*ИСХОДНЫЙ ТЕКСТ*:
════

Но при этом он был британским чиновником. Об этом говорит известный случай, описанный самим Оруэллом - случай с бешеным слоном. Однажды он был позван жителями деревни, где был его пост, его офис, чтобы ликвидировать ситуацию с бешеным слоном. Слон взбесился и стал топтать посевы риса - это было, по-моему, в Бирме - и вообще угрожал людям и домашним животным.
И Оруэлл почувствовал, что он как белый человек должен немедленно решить эту ситуацию, иначе его положение господина будет подвергнуто сомнению. А он был юношей, и хоть он и не был трусом, конечно, но что такое бешеный слон - вы можете себе представить.
И вот этот самый долг белого человека заставил его взять винтовку и выйти один на один с бешеным слоном. Он чувствовал, что если он не сделает это, то будет плохо, это будет уроном. Он худо‑бедно справился с этой ситуацией, хоть потом писал об этом с иронией, с юмором. Но есть и другие ситуации. Оставим пока Оруэлла.
Африканская ситуация разворачивалась следующим образом. Чиновникам не нравилось, что появляются юноши, девушки с рекомендательными письмами от министра колонии, с всякими другими бумагами, и начинают ползать по вверенной территории.
Почему не нравилось? Во-первых, это урон достоинства белого, потому что методика Малиновского, о которой я вам уже говорил, и Рэдклифф-Брауна предписывала жить привычками и чаяниями народа, участвовать во всех его мероприятиях, делать все то, что делают люди, которых вы изучаете. Для британских чиновников колониальных это было ужасно - это один аспект.
Следующий аспект не менее важный. Дело в том, что появление в любой культуре инокультурного элемента всегда вызывает определенные пертурбации, какие-то флуктуации и непонятные процессы. Это было хорошо описано в ряде романов. Есть такой жанр в британской литературе - «колониальный роман». И антропологи там - довольно часто встречающиеся персонажи.
Есть один такой роман, где описываются похождения очаровательной аспирантки Департамента антропологии Кембриджа, которая в Западной Африке, где-то в Габоне, должна была проводить свое полевое исследование. Вы знаете, что антропологи не могут без этого получить статус антрополога. Она, конечно же, очаровала тамошнего колониального резидента, комиссара, тоже молодого джентльмена. И он перенес много страданий из-за своей довольно взбалмошной, как и положено антропологам, довольно эксцентричной знакомой. В те времена не было понятия «girlfriend», а было понятие «невеста» и «знакомая». Так вот невестой она вроде как не была… В общем, знакомая.
Она перемещалась по африканским деревням, задавала массу вопросов, как и положено для антрополога. И тем самым породила много всяких слухов и непонятных событий. Ведь существует определенный такой культурный барьер, переходя который, слова и вещи порой до неузнаваемости меняют смысл.

════

[Собранные данные]
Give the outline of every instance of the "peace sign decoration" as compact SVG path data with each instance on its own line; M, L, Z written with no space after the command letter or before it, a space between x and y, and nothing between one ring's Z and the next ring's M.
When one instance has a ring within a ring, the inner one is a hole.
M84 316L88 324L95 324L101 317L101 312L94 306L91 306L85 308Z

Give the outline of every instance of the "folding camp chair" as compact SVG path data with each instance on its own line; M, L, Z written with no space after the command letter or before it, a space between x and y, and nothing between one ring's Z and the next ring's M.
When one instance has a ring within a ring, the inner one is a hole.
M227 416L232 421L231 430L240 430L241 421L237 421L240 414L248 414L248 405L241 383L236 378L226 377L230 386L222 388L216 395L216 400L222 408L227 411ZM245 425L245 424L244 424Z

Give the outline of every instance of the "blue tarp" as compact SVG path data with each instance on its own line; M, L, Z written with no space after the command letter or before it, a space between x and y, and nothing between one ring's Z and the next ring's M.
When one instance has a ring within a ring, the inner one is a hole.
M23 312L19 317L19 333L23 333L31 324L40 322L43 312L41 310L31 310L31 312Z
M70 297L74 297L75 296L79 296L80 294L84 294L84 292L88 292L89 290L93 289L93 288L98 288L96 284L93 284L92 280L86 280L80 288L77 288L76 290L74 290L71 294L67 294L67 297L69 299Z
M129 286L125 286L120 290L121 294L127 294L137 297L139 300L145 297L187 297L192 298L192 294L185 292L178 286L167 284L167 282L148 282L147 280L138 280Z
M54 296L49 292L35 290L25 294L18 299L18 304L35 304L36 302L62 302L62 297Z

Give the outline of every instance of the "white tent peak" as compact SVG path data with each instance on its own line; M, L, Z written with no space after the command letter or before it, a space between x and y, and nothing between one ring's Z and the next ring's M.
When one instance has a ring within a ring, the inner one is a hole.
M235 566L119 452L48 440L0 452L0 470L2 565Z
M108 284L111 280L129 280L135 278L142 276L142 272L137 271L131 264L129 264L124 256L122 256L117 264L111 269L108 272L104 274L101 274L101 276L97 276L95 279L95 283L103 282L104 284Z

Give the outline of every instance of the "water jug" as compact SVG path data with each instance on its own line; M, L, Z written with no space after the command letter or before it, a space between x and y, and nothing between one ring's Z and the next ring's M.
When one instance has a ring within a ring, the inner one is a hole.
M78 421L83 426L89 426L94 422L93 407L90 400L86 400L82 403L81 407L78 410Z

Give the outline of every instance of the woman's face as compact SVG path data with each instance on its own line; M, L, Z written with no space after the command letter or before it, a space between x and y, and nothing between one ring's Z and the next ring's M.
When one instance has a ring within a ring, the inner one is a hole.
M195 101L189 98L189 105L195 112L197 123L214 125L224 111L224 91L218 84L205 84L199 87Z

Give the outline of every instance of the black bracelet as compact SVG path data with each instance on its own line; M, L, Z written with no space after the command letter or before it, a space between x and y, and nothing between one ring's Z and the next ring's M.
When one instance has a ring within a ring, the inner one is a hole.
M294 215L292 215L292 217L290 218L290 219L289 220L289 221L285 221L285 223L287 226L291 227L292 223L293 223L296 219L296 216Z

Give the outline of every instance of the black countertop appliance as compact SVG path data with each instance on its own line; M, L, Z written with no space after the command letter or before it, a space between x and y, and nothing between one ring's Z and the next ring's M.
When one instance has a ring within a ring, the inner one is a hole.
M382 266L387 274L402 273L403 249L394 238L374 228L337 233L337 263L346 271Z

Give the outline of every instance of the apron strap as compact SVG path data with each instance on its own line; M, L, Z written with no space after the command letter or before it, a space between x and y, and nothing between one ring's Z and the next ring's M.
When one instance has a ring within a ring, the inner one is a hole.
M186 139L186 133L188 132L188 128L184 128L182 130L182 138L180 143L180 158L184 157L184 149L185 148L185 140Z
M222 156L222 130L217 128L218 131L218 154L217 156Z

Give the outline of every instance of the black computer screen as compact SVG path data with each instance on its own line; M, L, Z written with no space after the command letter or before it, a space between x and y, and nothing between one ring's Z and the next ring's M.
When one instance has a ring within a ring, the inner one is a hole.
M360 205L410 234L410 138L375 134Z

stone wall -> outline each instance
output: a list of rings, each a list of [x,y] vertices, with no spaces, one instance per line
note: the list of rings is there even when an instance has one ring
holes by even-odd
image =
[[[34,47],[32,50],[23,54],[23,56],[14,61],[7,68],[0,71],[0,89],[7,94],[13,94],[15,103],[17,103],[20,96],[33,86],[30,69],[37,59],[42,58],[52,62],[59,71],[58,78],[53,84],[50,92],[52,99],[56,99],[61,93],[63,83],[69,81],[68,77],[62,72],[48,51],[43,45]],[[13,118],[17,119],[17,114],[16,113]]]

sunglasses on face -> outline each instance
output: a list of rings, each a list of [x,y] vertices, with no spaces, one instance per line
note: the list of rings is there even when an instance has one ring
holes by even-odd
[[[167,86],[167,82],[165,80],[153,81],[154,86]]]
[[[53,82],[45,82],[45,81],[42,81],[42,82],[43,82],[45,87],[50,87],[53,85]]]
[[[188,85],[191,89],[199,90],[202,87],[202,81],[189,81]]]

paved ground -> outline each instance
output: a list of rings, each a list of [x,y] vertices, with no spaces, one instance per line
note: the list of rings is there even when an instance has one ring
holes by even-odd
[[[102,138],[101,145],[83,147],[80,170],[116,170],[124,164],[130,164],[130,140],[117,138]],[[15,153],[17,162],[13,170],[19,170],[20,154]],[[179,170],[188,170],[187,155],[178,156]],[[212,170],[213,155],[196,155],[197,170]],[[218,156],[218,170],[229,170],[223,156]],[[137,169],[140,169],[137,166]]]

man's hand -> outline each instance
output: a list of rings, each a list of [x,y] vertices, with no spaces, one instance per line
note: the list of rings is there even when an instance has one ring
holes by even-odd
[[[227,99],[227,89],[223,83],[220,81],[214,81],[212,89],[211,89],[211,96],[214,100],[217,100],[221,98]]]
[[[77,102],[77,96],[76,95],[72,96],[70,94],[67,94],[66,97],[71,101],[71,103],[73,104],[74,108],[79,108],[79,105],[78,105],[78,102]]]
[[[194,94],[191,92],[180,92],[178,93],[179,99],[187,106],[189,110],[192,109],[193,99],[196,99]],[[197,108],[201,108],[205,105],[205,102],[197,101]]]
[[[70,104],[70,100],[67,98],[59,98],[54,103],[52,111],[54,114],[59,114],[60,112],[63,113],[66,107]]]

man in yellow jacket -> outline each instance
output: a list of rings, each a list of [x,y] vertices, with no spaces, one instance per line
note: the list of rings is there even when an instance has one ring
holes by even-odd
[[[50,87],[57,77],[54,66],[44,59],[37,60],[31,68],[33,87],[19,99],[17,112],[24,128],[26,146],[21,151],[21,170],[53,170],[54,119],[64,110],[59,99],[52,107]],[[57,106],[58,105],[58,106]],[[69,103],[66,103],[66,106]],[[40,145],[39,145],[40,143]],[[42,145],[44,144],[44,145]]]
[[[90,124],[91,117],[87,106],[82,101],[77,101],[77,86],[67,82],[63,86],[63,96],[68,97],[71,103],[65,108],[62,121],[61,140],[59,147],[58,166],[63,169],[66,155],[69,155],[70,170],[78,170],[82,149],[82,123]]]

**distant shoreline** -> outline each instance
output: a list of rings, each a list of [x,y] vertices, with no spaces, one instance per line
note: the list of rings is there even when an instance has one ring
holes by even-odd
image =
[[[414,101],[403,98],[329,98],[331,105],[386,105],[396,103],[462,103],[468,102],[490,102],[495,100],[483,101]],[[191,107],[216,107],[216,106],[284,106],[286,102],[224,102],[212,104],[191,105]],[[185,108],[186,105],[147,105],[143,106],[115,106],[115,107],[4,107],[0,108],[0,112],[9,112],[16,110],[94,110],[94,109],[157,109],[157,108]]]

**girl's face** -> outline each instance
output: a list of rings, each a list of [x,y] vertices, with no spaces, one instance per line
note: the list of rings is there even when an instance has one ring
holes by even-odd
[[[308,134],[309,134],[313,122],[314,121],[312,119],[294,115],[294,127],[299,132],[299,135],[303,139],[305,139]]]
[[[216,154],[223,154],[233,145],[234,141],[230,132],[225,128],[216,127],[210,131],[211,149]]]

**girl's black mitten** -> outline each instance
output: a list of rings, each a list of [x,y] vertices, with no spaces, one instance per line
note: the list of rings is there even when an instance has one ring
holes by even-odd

════

*ЗАДАНИЕ*:
Ответьте на вопросы по тексту об Оруэлле и антропологах в колониях.
(a) Кто позвал Оруэлла решить ситуацию с бешеным слоном?
(b) От кого у юношей и девушек, приезжавших в Африку, были рекомендательные письма?
(c) Где аспирантка Департамента антропологии Кембриджа должна была проводить полевое исследование?

*ОТВЕТ*:
(a) Жители деревни, где был его пост.
(b) От министра колонии.
(c) В Западной Африке, где-то в Габоне.